:: WHAT TO DO ::
Copy exactly the lines of the material below that run from the one containing "Drop one marker on each instance of the white column" through the one containing "Drop one marker on each instance of the building". Copy no other lines.

====== RECORDS SHOWN

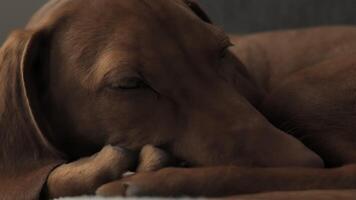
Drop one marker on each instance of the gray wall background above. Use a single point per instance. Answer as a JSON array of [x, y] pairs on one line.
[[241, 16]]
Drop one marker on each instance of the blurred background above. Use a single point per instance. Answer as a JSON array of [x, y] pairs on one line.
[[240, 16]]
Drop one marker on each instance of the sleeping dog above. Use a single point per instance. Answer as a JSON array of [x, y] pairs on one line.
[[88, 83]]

============
====== RECORDS SHOWN

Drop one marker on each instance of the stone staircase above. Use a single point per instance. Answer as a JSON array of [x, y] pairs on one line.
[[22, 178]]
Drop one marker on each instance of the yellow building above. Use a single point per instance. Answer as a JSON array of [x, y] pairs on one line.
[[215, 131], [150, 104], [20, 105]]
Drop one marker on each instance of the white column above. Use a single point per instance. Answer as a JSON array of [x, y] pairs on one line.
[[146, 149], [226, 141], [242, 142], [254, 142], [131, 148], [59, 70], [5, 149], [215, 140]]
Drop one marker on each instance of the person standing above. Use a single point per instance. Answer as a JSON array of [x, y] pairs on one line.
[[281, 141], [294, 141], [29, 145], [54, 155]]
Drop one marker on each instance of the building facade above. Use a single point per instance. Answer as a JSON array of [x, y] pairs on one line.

============
====== RECORDS SHOWN

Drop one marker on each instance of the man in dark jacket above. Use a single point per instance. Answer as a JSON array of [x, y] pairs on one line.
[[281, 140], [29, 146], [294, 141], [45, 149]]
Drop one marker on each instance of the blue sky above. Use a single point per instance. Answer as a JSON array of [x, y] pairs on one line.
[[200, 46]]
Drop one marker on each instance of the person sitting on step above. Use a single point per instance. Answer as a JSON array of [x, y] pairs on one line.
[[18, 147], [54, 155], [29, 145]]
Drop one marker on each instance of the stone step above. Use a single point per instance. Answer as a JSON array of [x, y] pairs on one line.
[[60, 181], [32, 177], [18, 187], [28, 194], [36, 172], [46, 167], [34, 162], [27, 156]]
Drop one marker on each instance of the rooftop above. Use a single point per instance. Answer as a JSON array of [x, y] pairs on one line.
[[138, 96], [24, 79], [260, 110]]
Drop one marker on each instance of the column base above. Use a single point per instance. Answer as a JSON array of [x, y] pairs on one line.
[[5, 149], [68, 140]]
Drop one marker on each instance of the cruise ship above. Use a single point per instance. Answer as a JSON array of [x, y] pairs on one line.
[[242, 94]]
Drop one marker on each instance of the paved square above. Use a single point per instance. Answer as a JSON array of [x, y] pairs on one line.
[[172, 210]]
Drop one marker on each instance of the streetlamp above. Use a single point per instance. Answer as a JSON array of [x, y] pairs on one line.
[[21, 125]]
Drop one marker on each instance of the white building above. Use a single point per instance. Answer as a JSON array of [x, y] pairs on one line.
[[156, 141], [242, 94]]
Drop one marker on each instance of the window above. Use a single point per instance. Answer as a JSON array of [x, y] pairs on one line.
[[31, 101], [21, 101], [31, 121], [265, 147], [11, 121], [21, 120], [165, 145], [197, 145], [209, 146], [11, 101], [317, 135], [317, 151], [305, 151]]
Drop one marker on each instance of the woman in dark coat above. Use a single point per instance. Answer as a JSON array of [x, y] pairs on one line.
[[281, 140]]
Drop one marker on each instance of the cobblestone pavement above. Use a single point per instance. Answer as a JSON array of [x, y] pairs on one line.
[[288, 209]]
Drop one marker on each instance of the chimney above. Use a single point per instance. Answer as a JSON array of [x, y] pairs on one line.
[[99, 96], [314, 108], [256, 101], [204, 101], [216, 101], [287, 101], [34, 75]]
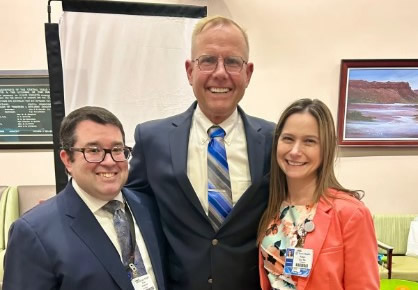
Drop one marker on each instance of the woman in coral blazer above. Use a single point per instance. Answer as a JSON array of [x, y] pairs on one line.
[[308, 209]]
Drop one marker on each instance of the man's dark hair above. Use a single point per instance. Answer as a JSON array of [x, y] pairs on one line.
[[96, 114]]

============

:: TASK RESULT ::
Drop one marker on each instance of the white column above. Use a single point per instance. Answer as a JSON array of [x, y] pairs on one line.
[[146, 149], [226, 141], [242, 142], [254, 142], [131, 148], [59, 70], [5, 149], [215, 140]]
Drop one marker on each instance of the person standing above. Use a single point per instance. Answer as a JSON array of [x, y] pairs on one line.
[[281, 141], [294, 141], [29, 145], [54, 155]]
Drop one marker on each instance of the building facade above. Use a single point per instance. Answer as a JSON array of [x, y] pairs on one line.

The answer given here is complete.